**Data**
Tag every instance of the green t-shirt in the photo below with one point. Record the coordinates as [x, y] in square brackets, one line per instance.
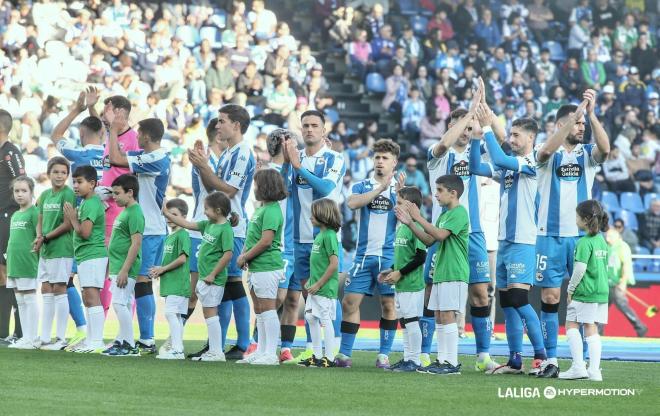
[91, 209]
[176, 282]
[22, 262]
[217, 239]
[406, 245]
[593, 288]
[130, 221]
[51, 208]
[451, 263]
[325, 245]
[266, 217]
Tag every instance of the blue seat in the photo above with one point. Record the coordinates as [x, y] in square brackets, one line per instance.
[610, 201]
[631, 201]
[376, 83]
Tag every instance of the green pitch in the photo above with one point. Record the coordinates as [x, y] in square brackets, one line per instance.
[40, 382]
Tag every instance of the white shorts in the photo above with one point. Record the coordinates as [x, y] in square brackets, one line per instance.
[209, 295]
[321, 307]
[448, 296]
[587, 313]
[91, 273]
[55, 270]
[409, 304]
[122, 296]
[176, 304]
[265, 284]
[22, 283]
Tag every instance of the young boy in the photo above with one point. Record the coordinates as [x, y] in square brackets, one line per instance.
[125, 261]
[408, 278]
[175, 279]
[89, 248]
[452, 272]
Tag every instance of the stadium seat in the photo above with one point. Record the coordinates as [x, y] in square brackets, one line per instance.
[632, 202]
[610, 201]
[376, 83]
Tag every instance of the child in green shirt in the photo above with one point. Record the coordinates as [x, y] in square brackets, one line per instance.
[215, 253]
[451, 274]
[55, 243]
[408, 278]
[22, 261]
[262, 256]
[588, 292]
[88, 223]
[174, 277]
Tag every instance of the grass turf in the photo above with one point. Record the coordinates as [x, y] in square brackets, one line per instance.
[41, 381]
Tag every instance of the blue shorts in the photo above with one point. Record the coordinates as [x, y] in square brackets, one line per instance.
[152, 252]
[363, 276]
[194, 254]
[478, 259]
[233, 270]
[516, 263]
[554, 259]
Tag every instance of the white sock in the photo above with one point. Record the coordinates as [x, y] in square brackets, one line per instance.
[61, 315]
[595, 350]
[215, 335]
[32, 316]
[176, 331]
[414, 332]
[329, 338]
[575, 343]
[47, 317]
[96, 319]
[271, 329]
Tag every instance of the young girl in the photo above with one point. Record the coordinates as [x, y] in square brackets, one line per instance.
[215, 253]
[22, 261]
[174, 277]
[323, 283]
[55, 242]
[263, 258]
[588, 292]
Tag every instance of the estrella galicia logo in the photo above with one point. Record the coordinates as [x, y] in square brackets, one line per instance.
[569, 172]
[380, 205]
[461, 169]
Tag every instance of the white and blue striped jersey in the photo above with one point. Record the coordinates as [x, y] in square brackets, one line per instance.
[564, 181]
[376, 221]
[455, 163]
[153, 173]
[200, 193]
[326, 164]
[287, 212]
[236, 167]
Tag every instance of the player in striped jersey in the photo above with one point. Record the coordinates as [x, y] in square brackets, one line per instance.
[374, 199]
[450, 156]
[566, 168]
[517, 236]
[234, 178]
[316, 172]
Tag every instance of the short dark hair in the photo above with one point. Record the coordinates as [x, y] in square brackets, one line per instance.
[128, 182]
[451, 183]
[92, 123]
[119, 101]
[316, 113]
[237, 114]
[86, 172]
[179, 204]
[412, 194]
[58, 160]
[153, 128]
[270, 186]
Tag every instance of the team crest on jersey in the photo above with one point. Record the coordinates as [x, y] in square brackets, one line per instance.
[569, 172]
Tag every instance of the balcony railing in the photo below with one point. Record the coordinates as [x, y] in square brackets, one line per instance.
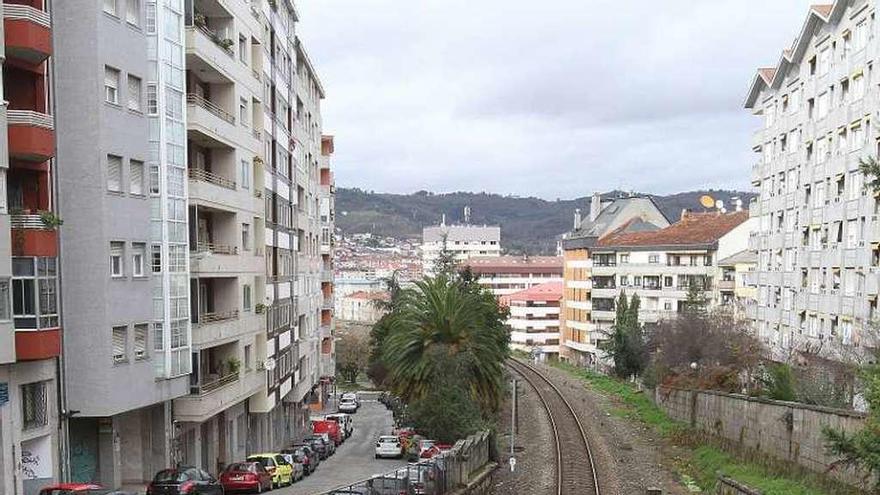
[194, 99]
[205, 176]
[206, 318]
[210, 247]
[27, 13]
[207, 387]
[27, 222]
[31, 118]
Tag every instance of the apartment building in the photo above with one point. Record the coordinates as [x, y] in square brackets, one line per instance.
[30, 324]
[190, 190]
[816, 243]
[463, 241]
[577, 336]
[504, 275]
[534, 318]
[661, 265]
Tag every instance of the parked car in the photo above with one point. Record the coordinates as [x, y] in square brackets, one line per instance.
[79, 489]
[246, 476]
[388, 446]
[345, 422]
[329, 427]
[313, 456]
[184, 481]
[348, 406]
[277, 466]
[298, 467]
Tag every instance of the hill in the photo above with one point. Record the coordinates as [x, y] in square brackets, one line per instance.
[528, 225]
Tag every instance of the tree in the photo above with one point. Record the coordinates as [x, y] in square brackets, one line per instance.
[446, 317]
[352, 355]
[626, 344]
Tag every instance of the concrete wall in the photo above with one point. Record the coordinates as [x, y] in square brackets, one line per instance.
[783, 430]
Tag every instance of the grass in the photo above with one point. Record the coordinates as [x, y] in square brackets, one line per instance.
[701, 463]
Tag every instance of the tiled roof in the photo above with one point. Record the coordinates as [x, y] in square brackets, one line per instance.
[514, 264]
[692, 229]
[551, 291]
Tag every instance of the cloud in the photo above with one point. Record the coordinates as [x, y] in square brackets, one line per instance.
[555, 98]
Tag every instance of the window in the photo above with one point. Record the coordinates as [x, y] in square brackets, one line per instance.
[242, 111]
[152, 99]
[245, 174]
[242, 48]
[111, 7]
[134, 93]
[140, 341]
[34, 405]
[114, 173]
[120, 343]
[138, 255]
[246, 297]
[136, 177]
[117, 265]
[245, 236]
[133, 12]
[111, 85]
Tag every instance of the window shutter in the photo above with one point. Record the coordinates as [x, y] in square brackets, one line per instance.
[114, 173]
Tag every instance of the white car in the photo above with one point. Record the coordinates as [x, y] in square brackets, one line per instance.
[389, 446]
[347, 406]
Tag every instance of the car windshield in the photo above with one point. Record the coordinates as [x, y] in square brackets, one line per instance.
[170, 476]
[241, 467]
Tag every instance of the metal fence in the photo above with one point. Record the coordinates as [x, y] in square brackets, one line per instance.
[440, 475]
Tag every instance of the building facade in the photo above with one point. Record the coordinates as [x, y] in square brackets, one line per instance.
[30, 323]
[816, 242]
[463, 241]
[534, 318]
[505, 275]
[577, 336]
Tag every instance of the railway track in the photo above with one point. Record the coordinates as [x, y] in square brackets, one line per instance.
[575, 468]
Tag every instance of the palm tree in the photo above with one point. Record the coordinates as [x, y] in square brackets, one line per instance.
[445, 320]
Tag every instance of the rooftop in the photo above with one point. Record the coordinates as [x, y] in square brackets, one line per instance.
[549, 292]
[692, 229]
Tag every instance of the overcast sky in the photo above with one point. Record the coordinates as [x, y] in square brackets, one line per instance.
[551, 98]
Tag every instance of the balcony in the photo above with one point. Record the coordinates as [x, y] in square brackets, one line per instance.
[31, 135]
[28, 33]
[32, 236]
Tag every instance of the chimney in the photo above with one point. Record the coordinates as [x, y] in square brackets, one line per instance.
[595, 207]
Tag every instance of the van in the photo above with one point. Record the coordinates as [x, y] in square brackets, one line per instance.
[329, 427]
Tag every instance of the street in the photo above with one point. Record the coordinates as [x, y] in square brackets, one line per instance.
[354, 460]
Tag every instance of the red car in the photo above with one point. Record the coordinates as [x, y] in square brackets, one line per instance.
[246, 476]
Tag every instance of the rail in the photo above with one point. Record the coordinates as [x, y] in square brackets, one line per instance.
[205, 176]
[575, 473]
[30, 117]
[194, 99]
[27, 13]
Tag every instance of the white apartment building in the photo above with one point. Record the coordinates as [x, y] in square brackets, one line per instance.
[505, 275]
[463, 241]
[534, 318]
[661, 265]
[818, 233]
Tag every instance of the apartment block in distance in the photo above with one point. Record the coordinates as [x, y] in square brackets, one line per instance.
[534, 318]
[818, 233]
[463, 241]
[577, 336]
[505, 275]
[662, 265]
[30, 324]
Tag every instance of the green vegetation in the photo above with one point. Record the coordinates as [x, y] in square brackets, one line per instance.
[528, 225]
[700, 464]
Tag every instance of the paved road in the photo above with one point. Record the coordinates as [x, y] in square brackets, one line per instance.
[355, 459]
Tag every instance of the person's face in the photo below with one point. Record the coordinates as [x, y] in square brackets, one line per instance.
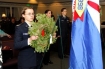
[64, 12]
[48, 14]
[29, 15]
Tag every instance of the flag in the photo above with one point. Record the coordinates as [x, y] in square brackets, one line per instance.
[85, 50]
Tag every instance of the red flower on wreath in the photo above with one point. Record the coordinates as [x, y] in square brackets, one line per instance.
[43, 33]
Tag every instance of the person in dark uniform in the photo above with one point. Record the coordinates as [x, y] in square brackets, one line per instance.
[46, 58]
[27, 58]
[63, 23]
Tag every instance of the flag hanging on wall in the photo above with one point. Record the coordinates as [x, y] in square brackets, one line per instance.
[86, 50]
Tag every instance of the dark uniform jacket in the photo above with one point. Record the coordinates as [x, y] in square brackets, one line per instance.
[27, 56]
[63, 24]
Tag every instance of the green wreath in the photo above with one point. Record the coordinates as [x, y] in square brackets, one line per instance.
[44, 28]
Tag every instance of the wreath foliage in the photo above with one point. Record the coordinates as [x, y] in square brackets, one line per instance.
[44, 27]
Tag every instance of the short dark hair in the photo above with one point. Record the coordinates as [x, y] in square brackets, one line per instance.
[63, 9]
[46, 11]
[24, 9]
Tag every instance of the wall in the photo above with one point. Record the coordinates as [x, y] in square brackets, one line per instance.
[55, 8]
[21, 1]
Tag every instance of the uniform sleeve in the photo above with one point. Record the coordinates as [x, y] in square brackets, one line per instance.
[19, 43]
[57, 24]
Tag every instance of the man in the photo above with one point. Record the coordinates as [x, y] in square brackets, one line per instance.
[63, 23]
[27, 58]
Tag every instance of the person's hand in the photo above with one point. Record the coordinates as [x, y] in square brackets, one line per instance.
[58, 36]
[33, 38]
[9, 36]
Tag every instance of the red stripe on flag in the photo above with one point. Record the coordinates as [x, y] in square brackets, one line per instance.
[94, 5]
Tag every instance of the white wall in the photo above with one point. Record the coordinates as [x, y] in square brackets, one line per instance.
[55, 8]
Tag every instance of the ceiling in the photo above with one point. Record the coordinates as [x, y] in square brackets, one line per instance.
[37, 1]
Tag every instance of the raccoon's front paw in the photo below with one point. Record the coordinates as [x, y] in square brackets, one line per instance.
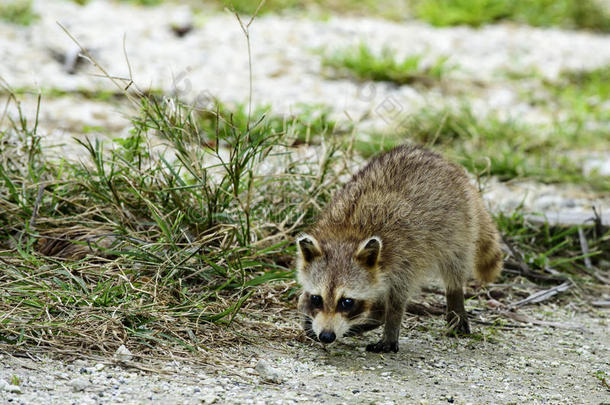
[382, 347]
[458, 325]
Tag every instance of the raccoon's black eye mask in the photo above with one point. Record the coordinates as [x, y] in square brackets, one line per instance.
[345, 304]
[316, 301]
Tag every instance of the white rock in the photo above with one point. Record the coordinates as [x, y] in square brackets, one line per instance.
[4, 386]
[209, 399]
[79, 384]
[269, 373]
[123, 354]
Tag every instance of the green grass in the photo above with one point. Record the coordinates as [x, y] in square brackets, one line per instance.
[587, 14]
[149, 247]
[503, 148]
[584, 93]
[362, 64]
[544, 247]
[18, 12]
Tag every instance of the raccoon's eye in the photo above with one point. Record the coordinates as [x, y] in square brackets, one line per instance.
[345, 304]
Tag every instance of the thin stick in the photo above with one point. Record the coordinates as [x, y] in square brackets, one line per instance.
[584, 246]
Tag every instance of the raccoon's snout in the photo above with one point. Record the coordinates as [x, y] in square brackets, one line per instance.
[327, 336]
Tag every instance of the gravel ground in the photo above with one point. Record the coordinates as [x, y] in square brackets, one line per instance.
[213, 60]
[533, 365]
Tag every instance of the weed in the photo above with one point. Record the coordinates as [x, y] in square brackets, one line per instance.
[567, 13]
[553, 248]
[142, 247]
[363, 64]
[18, 12]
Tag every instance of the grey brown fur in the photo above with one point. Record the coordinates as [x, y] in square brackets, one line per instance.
[408, 213]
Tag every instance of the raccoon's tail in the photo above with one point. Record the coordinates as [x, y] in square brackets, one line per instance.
[489, 255]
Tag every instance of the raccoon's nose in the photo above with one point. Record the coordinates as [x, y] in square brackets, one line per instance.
[327, 336]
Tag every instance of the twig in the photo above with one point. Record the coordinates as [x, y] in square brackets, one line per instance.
[36, 205]
[584, 246]
[246, 29]
[542, 295]
[526, 319]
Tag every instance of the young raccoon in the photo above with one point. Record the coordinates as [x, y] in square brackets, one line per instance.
[406, 214]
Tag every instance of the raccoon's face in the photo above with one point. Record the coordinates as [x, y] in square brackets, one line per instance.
[343, 290]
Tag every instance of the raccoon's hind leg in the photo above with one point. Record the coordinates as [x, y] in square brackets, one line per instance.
[454, 273]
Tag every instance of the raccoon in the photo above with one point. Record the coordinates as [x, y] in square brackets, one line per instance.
[407, 214]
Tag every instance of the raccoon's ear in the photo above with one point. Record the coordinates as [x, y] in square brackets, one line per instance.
[308, 247]
[368, 252]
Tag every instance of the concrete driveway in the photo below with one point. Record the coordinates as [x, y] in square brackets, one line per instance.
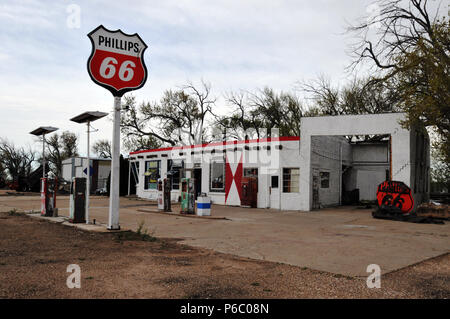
[343, 240]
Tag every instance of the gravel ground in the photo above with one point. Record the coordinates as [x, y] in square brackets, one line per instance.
[34, 255]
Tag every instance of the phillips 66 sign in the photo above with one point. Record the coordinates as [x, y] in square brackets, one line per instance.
[117, 60]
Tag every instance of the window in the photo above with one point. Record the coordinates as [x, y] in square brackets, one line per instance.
[251, 172]
[175, 169]
[291, 178]
[274, 183]
[217, 174]
[324, 179]
[152, 173]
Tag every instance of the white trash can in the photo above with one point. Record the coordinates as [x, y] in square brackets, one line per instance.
[203, 206]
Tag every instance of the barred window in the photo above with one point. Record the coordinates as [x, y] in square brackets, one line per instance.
[175, 171]
[152, 173]
[291, 179]
[217, 174]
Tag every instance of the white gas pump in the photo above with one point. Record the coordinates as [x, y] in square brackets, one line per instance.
[160, 194]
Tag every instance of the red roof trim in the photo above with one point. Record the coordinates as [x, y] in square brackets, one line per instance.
[275, 139]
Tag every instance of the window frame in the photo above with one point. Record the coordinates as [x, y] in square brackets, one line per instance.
[146, 178]
[211, 189]
[285, 188]
[321, 179]
[180, 170]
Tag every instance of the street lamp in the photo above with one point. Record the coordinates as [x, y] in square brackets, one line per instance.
[88, 117]
[42, 130]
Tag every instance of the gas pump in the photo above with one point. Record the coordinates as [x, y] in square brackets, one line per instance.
[167, 188]
[164, 194]
[160, 194]
[187, 196]
[49, 187]
[78, 200]
[249, 191]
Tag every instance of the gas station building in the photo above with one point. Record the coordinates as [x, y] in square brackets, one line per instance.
[321, 168]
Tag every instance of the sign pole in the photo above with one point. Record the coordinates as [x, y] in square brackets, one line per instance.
[88, 173]
[114, 192]
[43, 155]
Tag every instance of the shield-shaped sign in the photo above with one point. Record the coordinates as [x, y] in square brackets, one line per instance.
[395, 194]
[117, 60]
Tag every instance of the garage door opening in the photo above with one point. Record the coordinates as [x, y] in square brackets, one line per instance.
[346, 170]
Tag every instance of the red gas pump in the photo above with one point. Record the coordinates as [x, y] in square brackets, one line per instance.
[249, 191]
[48, 196]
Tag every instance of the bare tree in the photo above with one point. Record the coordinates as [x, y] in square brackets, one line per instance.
[102, 148]
[410, 50]
[17, 162]
[59, 148]
[178, 118]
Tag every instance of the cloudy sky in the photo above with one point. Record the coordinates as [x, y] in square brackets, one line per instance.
[233, 44]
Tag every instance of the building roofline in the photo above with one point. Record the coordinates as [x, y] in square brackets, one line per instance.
[343, 115]
[269, 139]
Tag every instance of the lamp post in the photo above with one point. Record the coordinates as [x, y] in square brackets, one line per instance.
[88, 117]
[42, 130]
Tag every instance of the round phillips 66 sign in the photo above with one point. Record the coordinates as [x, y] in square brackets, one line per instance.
[117, 60]
[395, 194]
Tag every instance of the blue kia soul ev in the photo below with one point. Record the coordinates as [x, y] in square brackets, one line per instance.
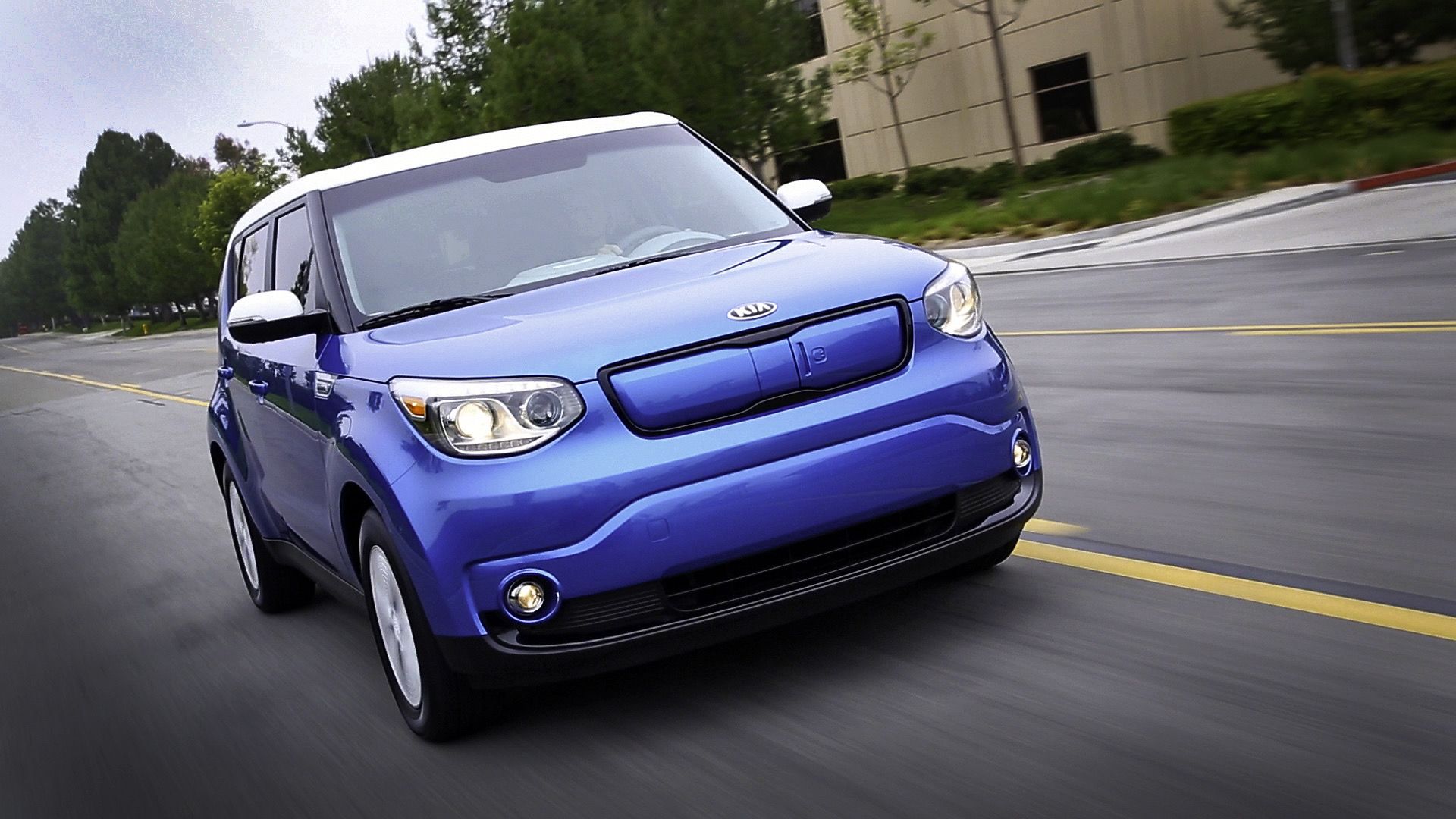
[564, 398]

**Exercise description**
Restate word for word the lines beginning with the one that contains "Tag every instance of the cloudy" and ending with the last line of the listing; pictures stay out.

**Exercise result**
Tag every instance of the cloudy sky in the photo above with one point. Record the coordinates as [x, y] in square brackets, one line per instance.
[233, 44]
Tag every instance of the building roofline in the photo above with one point. Record the coordinates as [x, y] in square brackets, one line per instance.
[343, 115]
[269, 139]
Tag every instance of the lamp post in the photo above with one point. Record the coordinates as [x, y] in square brackets, one line per instance.
[88, 117]
[42, 130]
Tag every instance of the round phillips 66 sign in the photo above with one point. Record the coordinates as [x, y] in square brackets, one line per instance.
[117, 60]
[395, 194]
Tag every instance of the blue kia soul ev in the photo below with one point. Record the coordinates as [x, y] in square brackets, one line per instance.
[564, 398]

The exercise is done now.